**WRITTEN INSTRUCTION**:
Reproduce the following rows verbatim, keeping every line as it appears.

Data rows:
----

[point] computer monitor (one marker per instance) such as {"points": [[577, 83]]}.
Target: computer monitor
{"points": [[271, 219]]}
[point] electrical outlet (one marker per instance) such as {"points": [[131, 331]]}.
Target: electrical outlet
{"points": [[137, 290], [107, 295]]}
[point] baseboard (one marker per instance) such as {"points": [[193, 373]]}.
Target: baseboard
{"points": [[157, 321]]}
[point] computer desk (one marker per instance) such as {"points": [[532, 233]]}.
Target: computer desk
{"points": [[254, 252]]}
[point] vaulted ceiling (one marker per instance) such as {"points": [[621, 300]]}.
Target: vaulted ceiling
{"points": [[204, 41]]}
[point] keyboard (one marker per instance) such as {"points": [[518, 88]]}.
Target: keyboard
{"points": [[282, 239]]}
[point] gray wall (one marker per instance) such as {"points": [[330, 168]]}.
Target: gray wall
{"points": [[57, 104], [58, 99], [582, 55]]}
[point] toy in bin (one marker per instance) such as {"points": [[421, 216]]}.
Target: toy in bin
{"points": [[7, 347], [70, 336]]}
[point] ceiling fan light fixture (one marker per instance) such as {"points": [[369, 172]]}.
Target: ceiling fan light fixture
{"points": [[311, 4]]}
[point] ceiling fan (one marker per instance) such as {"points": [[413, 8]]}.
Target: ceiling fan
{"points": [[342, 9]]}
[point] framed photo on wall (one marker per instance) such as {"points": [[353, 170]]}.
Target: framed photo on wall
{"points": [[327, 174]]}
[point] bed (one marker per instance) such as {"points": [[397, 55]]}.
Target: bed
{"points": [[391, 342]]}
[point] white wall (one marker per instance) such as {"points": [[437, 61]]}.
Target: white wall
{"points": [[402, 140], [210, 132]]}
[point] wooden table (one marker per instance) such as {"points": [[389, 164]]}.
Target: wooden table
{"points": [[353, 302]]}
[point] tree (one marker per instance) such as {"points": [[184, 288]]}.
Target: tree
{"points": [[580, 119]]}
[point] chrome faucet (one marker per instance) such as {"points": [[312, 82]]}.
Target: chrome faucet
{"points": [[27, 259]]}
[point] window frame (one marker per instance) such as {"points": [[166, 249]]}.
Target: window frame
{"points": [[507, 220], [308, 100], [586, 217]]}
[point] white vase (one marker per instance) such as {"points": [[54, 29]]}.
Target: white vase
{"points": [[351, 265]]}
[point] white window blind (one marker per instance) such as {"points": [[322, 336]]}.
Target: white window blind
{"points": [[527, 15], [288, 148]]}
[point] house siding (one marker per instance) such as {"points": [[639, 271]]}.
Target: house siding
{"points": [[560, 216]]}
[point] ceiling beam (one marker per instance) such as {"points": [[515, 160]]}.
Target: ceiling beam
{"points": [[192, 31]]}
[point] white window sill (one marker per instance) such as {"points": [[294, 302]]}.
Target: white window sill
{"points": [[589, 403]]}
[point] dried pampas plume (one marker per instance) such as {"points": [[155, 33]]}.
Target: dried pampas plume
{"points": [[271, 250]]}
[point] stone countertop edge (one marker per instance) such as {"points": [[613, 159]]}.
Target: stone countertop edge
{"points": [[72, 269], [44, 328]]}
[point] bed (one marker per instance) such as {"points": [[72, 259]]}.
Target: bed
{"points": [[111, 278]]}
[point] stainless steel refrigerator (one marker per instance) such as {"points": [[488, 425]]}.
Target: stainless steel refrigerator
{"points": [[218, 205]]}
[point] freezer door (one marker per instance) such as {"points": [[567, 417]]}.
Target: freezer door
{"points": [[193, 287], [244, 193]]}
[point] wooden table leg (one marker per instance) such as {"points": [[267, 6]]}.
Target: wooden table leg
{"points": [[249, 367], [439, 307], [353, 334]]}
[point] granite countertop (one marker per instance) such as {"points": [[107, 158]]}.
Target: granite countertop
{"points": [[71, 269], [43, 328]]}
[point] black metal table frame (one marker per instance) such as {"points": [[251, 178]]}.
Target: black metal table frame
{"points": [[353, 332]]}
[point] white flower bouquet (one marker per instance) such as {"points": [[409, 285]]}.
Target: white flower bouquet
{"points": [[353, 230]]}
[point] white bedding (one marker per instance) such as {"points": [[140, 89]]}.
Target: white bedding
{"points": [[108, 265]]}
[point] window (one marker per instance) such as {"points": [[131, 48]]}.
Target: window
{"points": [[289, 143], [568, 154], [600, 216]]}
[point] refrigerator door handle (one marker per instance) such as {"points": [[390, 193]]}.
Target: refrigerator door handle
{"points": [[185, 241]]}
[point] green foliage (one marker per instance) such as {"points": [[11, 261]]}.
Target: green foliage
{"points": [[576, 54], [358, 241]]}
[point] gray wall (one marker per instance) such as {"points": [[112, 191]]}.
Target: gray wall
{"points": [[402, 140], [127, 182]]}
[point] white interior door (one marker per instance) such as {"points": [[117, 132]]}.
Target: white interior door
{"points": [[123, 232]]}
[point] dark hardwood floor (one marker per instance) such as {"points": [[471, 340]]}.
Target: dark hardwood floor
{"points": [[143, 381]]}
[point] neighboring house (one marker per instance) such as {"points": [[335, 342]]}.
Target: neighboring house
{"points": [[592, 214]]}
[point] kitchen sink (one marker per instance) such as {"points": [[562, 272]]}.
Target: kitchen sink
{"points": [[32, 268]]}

----

**SOLUTION**:
[point] computer monitor (one marker per instance) such as {"points": [[577, 83]]}.
Target: computer monitor
{"points": [[271, 219]]}
[point] electrical outlet (one marker per instance) such as {"points": [[131, 331]]}.
Target: electrical outlet
{"points": [[137, 290], [107, 295]]}
[point] baseboard (one marker per instance) such as {"points": [[193, 373]]}.
Target: baseboard
{"points": [[157, 321]]}
[point] computer desk (one marker per instance) such as {"points": [[532, 233]]}.
Target: computer desk
{"points": [[254, 252]]}
[point] vaulted ceiling (one marker per instance) such as {"points": [[621, 300]]}.
Target: vaulted ceiling
{"points": [[204, 41]]}
[point] keyboard (one marker per instance) such as {"points": [[518, 88]]}.
Target: keyboard
{"points": [[282, 239]]}
[point] gray wall (one marker per instance) such as {"points": [[330, 168]]}.
Target: gray wall
{"points": [[57, 104], [58, 99], [582, 55]]}
[point] toy in bin (one marker per instance) such as {"points": [[421, 216]]}.
Target: toy in bin
{"points": [[7, 347], [70, 336]]}
[point] ceiling fan light fixture (one marker per instance) such as {"points": [[369, 172]]}.
Target: ceiling fan light fixture
{"points": [[311, 4]]}
[point] ceiling fan (one marker per instance) such as {"points": [[413, 8]]}.
Target: ceiling fan
{"points": [[342, 9]]}
[point] framed photo on wall (one marker per instance) such as {"points": [[353, 170]]}.
Target: framed photo on wall
{"points": [[327, 174]]}
[point] bed (one marker per instance) such as {"points": [[397, 55]]}.
Target: bed
{"points": [[391, 342]]}
[point] white wall (one marker per instance) such as {"points": [[437, 61]]}.
Target: white wall
{"points": [[402, 140], [210, 132]]}
[point] wooden table (one marker per instance) such as {"points": [[389, 164]]}.
Target: wooden table
{"points": [[353, 302]]}
[point] tree (one marker per instance) such as {"points": [[184, 288]]}.
Target: tree
{"points": [[580, 119]]}
[point] chrome faucet (one marker per instance) such as {"points": [[312, 82]]}.
Target: chrome faucet
{"points": [[27, 259]]}
[point] window frame (one marker per instance) such as {"points": [[166, 249]]}.
Target: window frame
{"points": [[507, 220], [308, 100], [586, 217]]}
[point] white vase (one marker per instance) such as {"points": [[54, 29]]}.
Target: white vase
{"points": [[351, 265]]}
[point] white window blind (one marker per instance) such as {"points": [[322, 336]]}.
Target: white window blind
{"points": [[527, 15], [288, 148]]}
[point] house siding (one marker per instance) such as {"points": [[639, 271]]}.
Target: house siding
{"points": [[560, 216]]}
[point] ceiling beam (one marker per instance) such as {"points": [[515, 160]]}.
Target: ceiling beam
{"points": [[192, 31]]}
[point] white window sill (one marker per instance) such as {"points": [[294, 302]]}.
Target: white window sill
{"points": [[589, 403]]}
[point] dried pampas plume (one marker per instance) such as {"points": [[155, 33]]}.
Target: dried pampas plume
{"points": [[271, 250]]}
[point] stone countertop edge (one marker per instance) such as {"points": [[613, 159]]}.
Target: stone countertop edge
{"points": [[72, 269], [44, 328]]}
[point] bed (one marker per instance) such as {"points": [[72, 259]]}.
Target: bed
{"points": [[111, 278]]}
[point] stainless steel refrigerator (one marker per instance) such as {"points": [[488, 425]]}.
Target: stainless steel refrigerator
{"points": [[218, 205]]}
[point] freezer door (one marker per instance) such as {"points": [[567, 417]]}.
Target: freezer door
{"points": [[193, 287], [244, 193]]}
[point] wooden table leg (one marker per instance) such as {"points": [[267, 6]]}.
Target: wooden table leg
{"points": [[249, 367], [439, 307], [353, 334]]}
[point] granite countertop (one marker per instance) such as {"points": [[107, 158]]}.
Target: granite countertop
{"points": [[71, 269], [43, 328]]}
[point] black metal table frame (one marker per instance) such as {"points": [[251, 178]]}.
Target: black metal table frame
{"points": [[353, 332]]}
[point] white flower bouquet (one marker per instance) such as {"points": [[409, 285]]}.
Target: white flower bouquet
{"points": [[353, 230]]}
[point] white bedding (one marker per instance) such as {"points": [[140, 89]]}.
Target: white bedding
{"points": [[108, 265]]}
[point] window (one marker per instance) such as {"points": [[131, 48]]}.
Target: window
{"points": [[289, 143], [568, 154], [600, 216]]}
[point] refrigerator door handle (one marker per instance) such as {"points": [[390, 193]]}.
Target: refrigerator door handle
{"points": [[185, 241]]}
[point] green foliage (one marker per instance) such as {"points": [[11, 261]]}.
Target: green foliage
{"points": [[576, 54], [358, 241]]}
[point] gray wall (one marker per instance) such as {"points": [[112, 191]]}.
Target: gray wall
{"points": [[402, 140], [127, 182]]}
[point] white interior door (one marker per instance) such as {"points": [[117, 132]]}.
Target: white interior door
{"points": [[123, 232]]}
[point] dark hardwood floor (one marker per instance) such as {"points": [[471, 340]]}.
Target: dark hardwood floor
{"points": [[143, 381]]}
[point] neighboring house (one marker per instance) such as {"points": [[335, 342]]}.
Target: neighboring house
{"points": [[592, 214]]}
[point] kitchen sink (one marker per instance) such as {"points": [[562, 272]]}.
Target: kitchen sink
{"points": [[32, 268]]}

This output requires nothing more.